━━━ Source extract ━━━

Monday, August 29, 2011

Grant D. Miller (1863-1945) - Mortuary owner; County Coroner; EBMUD Founder

Grant D. Miller (Photo of crypt by Michael Colbruno)
MAIN MAUSOLEUM, SEC. 9, Tier 1, Crypt 420

Grant D. Miller was a well-known undertaker in Oakland, where a funeral home still bears his name. He was elected the Alameda County Coroner in 1914,  narrowly defeating incumbent Dr. Charles Tisdale. Miller served for 24 years until his voluntary retirement.  

He was born in Amador County, California on November 24, 1863 to David and Julia (Hinkson) Miller.  In 1879, he moved to San Francisco, where he attended the Pacific Business College. After graduating, he was hired as clerk by Wells Fargo where he worked for two years. He moved to Mariposa, California in 1882 and worked as the secretary of the Compromise Mining Company for two years, at which time he rejoined his father in worked on the family farm.

Just before the turn of the 20th century he arrived in Oakland and opened his funeral home.  Besides his service as the Alameda County Coroner, Miller was instrumental in founding the East Bay Municipal Utility District (EMBUD) in 1923 and served on its board until 1943, when he resigned because of poor health. He was also a founder of the Oakland Community Chest and the Eastbay Safety Council. 

He requested a simple funeral and that his pallbearers were all past and present employees of his mortuary. 

The original mortuary was located at 2372 East 14th Street and remained there until 1978. It is currently called the Grant Miller-John Cox Mortuary and is located at 2850 Telegraph Avenue in Oakland. 

 Above is a picture of the current mortuary as it appeared when it was built 1896 and  as it appeared in 2009. The building was redesigned in 1931 by architects Chester Miller and Carl Warnecke. Note the four windows that can be seen in both pictures.

Saturday, August 27, 2011

Lew Hing (劉興) (May 1858 – March 7, 1934) Prominent Businessman in SF and Oakland

Lew Hing
Hing crypt; Section 9, Main Mausoleum

Lew Hing (Lew Yu-ling) immigrated to the United States from the Sun Ning district in China in 1871 and became a pioneer in the canning industry. He owned four canneries in California, in the cities of San Francisco, Oakland, Monterey, and Antioch. His canneries supplied Herbert Hoover’s American Relief program following World War I. In the San Francisco Bay Area, Lew also owned a shipping company, two hotels, and an import-export business. In Mexico, he owned a cotton plantation. He was Chairman of the Board of Directors for the China Mail Steamship Company, and President of the Bank of Canton.

━━━

▸ What is expected: From the biographical sketches above, list every city in which Lew Hing owned a cannery.

━━━ Extracted entries ━━━

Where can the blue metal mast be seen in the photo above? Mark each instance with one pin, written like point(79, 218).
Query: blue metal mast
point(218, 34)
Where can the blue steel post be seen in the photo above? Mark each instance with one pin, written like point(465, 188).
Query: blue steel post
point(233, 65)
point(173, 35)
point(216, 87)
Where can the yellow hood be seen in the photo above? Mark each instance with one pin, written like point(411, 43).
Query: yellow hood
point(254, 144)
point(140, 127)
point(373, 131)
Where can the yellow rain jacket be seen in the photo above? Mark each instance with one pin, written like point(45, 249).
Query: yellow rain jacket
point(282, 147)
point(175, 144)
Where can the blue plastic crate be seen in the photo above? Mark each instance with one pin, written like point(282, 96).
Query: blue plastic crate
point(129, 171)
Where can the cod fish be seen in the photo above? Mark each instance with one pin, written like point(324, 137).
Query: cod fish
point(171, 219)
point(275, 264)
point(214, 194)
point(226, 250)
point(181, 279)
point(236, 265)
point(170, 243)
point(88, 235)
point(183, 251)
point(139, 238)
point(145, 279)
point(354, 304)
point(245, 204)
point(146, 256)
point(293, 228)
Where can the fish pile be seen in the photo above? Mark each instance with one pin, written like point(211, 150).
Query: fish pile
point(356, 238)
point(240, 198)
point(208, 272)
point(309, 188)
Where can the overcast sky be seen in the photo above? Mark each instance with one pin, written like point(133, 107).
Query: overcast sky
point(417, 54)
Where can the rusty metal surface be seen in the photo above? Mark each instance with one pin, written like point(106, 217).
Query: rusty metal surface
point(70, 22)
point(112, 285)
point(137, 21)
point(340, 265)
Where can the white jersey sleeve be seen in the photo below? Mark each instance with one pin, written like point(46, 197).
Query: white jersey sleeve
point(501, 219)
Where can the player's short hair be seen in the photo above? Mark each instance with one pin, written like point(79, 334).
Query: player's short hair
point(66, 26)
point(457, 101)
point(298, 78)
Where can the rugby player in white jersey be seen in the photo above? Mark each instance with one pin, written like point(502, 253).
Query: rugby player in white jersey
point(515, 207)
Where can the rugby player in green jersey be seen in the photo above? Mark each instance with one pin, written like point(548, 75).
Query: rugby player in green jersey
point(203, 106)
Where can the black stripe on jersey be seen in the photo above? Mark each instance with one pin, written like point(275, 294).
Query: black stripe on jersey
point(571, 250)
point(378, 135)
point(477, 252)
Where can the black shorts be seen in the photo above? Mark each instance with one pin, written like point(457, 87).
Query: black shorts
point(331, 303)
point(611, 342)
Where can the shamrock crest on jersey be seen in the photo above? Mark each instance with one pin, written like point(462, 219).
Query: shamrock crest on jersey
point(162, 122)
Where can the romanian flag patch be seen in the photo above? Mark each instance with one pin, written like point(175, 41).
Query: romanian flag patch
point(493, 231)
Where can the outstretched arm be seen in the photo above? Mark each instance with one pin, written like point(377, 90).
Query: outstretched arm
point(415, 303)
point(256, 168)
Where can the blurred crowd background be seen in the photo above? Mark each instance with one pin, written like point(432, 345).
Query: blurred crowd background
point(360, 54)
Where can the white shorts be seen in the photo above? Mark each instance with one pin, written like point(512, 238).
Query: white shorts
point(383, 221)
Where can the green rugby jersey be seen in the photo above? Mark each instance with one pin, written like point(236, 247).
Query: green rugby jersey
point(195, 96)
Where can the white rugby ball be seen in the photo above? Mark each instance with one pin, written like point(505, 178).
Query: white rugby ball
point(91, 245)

━━━

▸ Solution: San Francisco, Oakland, Monterey, Antioch